**The request:**
Edit every row below so that "Point out" becomes "Indicate", keeping everything else unchanged, and leave the pictures out of your answer.

**Extracted data:**
-------

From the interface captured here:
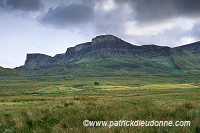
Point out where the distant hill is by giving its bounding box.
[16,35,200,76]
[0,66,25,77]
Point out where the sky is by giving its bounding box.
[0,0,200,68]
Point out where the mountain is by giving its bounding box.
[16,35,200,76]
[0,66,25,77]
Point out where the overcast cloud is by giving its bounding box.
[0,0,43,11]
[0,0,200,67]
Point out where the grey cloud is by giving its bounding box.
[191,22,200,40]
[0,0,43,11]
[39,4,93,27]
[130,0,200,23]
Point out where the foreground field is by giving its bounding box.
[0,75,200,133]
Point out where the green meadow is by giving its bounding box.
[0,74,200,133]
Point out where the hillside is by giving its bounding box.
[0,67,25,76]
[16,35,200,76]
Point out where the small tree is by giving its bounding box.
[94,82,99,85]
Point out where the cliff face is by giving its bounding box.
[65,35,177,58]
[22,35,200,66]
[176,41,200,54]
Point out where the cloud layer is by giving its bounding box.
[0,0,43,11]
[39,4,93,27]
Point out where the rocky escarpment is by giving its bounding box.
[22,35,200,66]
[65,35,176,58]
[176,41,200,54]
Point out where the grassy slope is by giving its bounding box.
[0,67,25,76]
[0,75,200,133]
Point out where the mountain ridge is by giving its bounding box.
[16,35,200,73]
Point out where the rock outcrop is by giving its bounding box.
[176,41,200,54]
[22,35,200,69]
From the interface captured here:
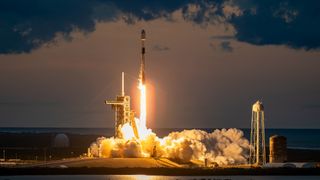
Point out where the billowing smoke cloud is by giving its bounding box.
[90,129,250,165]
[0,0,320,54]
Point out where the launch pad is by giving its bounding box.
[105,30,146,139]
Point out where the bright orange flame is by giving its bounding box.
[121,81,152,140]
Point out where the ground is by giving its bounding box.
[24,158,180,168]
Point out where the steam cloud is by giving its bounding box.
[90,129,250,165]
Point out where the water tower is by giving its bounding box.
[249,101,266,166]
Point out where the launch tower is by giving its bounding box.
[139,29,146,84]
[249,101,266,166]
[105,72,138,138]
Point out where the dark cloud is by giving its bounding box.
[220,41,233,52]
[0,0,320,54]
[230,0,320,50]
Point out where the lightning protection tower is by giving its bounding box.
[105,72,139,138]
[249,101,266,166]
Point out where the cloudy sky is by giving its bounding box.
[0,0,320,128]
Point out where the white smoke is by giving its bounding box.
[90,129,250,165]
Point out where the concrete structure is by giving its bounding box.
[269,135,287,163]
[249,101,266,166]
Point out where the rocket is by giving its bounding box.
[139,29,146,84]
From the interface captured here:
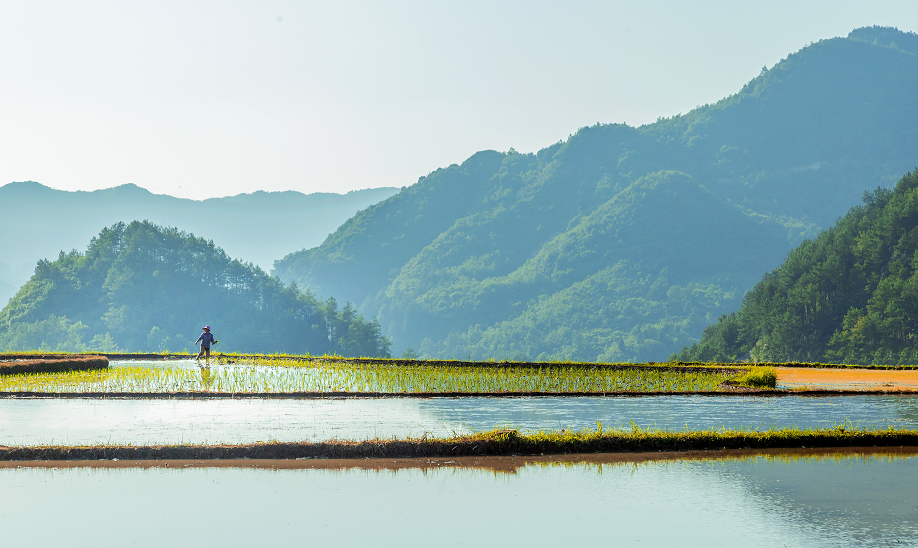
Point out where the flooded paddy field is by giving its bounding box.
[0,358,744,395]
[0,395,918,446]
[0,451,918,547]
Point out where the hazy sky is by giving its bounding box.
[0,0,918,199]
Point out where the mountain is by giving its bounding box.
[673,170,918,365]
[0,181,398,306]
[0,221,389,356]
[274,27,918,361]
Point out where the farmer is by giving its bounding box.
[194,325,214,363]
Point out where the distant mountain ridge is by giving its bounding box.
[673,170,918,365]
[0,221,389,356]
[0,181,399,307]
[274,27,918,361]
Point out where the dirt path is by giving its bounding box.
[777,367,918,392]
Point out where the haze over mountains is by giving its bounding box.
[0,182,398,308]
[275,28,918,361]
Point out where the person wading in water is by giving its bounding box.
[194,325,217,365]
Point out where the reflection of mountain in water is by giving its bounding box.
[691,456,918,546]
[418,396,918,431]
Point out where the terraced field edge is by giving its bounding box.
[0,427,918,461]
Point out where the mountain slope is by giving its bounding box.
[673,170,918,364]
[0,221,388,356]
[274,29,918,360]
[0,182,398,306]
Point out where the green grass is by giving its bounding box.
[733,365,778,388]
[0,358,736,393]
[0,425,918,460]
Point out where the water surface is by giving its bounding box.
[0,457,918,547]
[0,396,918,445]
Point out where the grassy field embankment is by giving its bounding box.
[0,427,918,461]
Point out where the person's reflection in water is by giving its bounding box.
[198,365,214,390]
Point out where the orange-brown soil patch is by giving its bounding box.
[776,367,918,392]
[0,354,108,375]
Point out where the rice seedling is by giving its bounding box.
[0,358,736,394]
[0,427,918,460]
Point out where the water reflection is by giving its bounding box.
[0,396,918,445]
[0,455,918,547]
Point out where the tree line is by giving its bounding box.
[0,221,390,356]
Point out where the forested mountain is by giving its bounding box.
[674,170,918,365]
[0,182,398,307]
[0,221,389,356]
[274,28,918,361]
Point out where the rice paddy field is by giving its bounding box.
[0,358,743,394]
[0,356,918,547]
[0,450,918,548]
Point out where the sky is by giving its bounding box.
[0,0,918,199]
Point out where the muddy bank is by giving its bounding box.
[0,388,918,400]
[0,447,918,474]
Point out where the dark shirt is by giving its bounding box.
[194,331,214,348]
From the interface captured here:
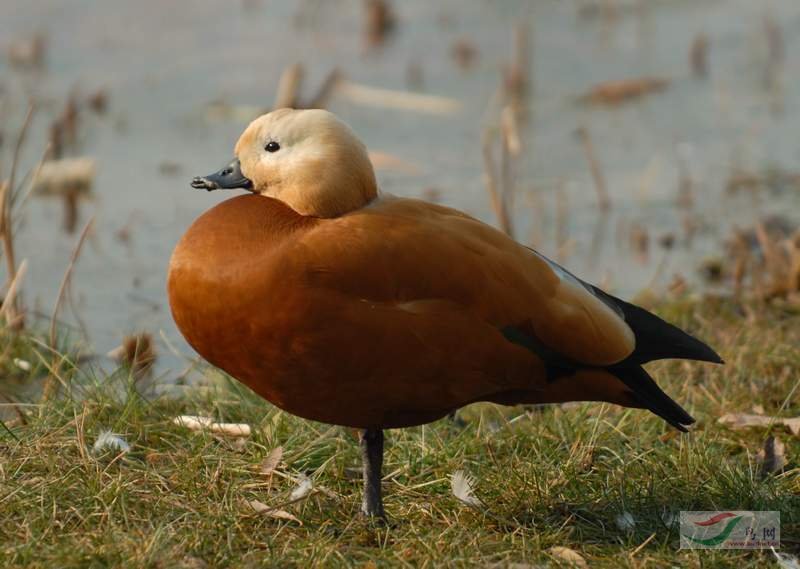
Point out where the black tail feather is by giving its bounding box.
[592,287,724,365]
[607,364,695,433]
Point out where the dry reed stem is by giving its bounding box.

-------

**Answer for this exercise:**
From the interface captured here:
Indicate where the distant hill is by giving its bounding box.
[16,35,200,76]
[0,66,25,77]
Indicate where the sky is by giving its bounding box.
[0,0,200,68]
Indicate where the mountain is by giving its bounding box.
[16,35,200,76]
[0,66,25,77]
Indicate where the overcast cloud is by giving its bounding box.
[0,0,43,11]
[0,0,200,67]
Indicate where the grey cloud is by giving its bounding box.
[191,22,200,40]
[0,0,43,11]
[39,4,93,27]
[130,0,200,23]
Indicate where the foreground field is by giving its bounding box.
[0,75,200,133]
Indicate where the green meadow is by giving its bounding box.
[0,74,200,133]
Indicate where the hillside is by giving its bounding box.
[0,67,25,76]
[16,35,200,76]
Indicate where the small tree is by giving its bounding box.
[94,82,99,85]
Indicate where the cliff face is by giving its bounding box.
[65,35,177,58]
[22,35,200,66]
[176,41,200,54]
Indicate where the cloud layer is by giving its bounding box.
[0,0,43,11]
[39,4,93,27]
Indicate where the rocky escarpment is by giving its bounding box.
[22,35,200,66]
[65,35,176,58]
[176,41,200,54]
Indicate where the grassy slope is by giving its bounding box.
[0,67,25,76]
[0,75,200,133]
Indicate where the mountain ridge is by giving its bounding box.
[16,35,200,73]
Indicate where the rock outcrop is by giving its bounding box.
[176,41,200,54]
[22,35,200,69]
From the interface captured here:
Indicate where the billowing smoke cloud is by giving its bounding box.
[90,129,250,165]
[0,0,320,54]
Indicate where the launch pad is by giving its bounding box.
[105,30,146,139]
Indicate where the bright orange flame is by giving its bounding box.
[121,81,152,140]
Indicate where the ground is by giving its bounding box.
[24,158,180,168]
Indicate where the steam cloud is by giving its bounding box.
[90,129,250,165]
Indicate where the water tower is by giving its bounding box.
[249,101,266,166]
Indicate where the launch tower is by giving its bounding box.
[139,29,146,84]
[249,101,266,166]
[105,72,138,138]
Indicate where the dark cloud is by giving its bounding box.
[220,41,233,52]
[0,0,320,54]
[230,0,320,50]
Indicate where the lightning protection tower is by giving its bounding box.
[105,72,139,138]
[249,101,266,166]
Indicate where the cloudy sky is by giving its bounding box.
[0,0,320,128]
Indicate where the white smoke is by giving its bounding box.
[90,129,250,165]
Indicate where the concrete structure is by giving its bounding box.
[269,135,287,163]
[249,101,266,166]
Indicate where the rocket is by giving its bounding box.
[139,29,146,84]
From the interface captured here:
Indicate where the flooded paddy field is by giving its bounding box.
[0,358,744,395]
[0,395,918,446]
[0,451,918,547]
Indicate where the hazy sky is by giving its bounding box.
[0,0,918,199]
Indicate where the mountain is by giving its bounding box.
[673,170,918,365]
[0,181,398,306]
[0,221,389,356]
[274,27,918,361]
Indicate where the farmer is by giving its bounding box.
[194,325,214,363]
Indicate where the distant mountain ridge is by giving its bounding box.
[673,170,918,365]
[0,221,389,356]
[0,181,399,307]
[274,27,918,361]
Indicate where the dirt path is by giving its bounding box.
[777,367,918,392]
Indicate where the haze over mountains is by giving its bounding box.
[0,182,398,308]
[275,28,918,361]
Indicate where the person wading in water is by giving its bounding box.
[194,325,217,365]
Indicate where the reflection of mountain in water is by giving its bounding box.
[691,456,918,546]
[418,396,918,431]
Indicate where the terraced field edge is by giving its bounding box.
[0,427,918,461]
Indicate where the mountain slope is by giving its bounding box.
[673,170,918,364]
[0,221,388,356]
[274,29,918,360]
[0,182,398,306]
Indicate where the green grass is by giving its bounding box.
[733,365,778,388]
[0,358,736,393]
[0,425,918,460]
Indicate where the water surface is by giving its bounding box.
[0,457,918,547]
[0,396,918,445]
Indicate where the grassy field embankment is by giving its bounding box.
[0,427,918,461]
Indicate where the person's reflection in water is by giving its bounding box.
[198,365,214,390]
Indicate where the orange-brown soil patch is by giving its bounding box.
[776,367,918,392]
[0,354,108,375]
Indicate where the rice seedling is by giving its bounding box.
[0,358,736,394]
[0,427,918,460]
Indicate where the water reflection is by giving its bounding box.
[0,396,918,445]
[0,455,918,547]
Indicate where the tree line is by giving its bounding box.
[0,221,390,356]
Indicate where the forested mountain is by giving its bounding box.
[674,170,918,365]
[0,182,398,307]
[0,221,389,356]
[274,28,918,361]
Indicate where the rice paddy field is by giving its bounding box.
[0,358,743,394]
[0,356,918,547]
[0,450,918,548]
Indicate where the sky is by giving its bounding box.
[0,0,918,199]
Indicate where the muddy bank is by giving its bounding box.
[0,388,918,400]
[0,447,918,474]
Indicate where the dark shirt is by giving its bounding box.
[194,331,214,348]
From the interface captured here:
Indicate where the black tail feather is by giving its bounding box.
[592,287,724,365]
[607,364,695,433]
Indicate where the dry reed stem is by giving its bounding box.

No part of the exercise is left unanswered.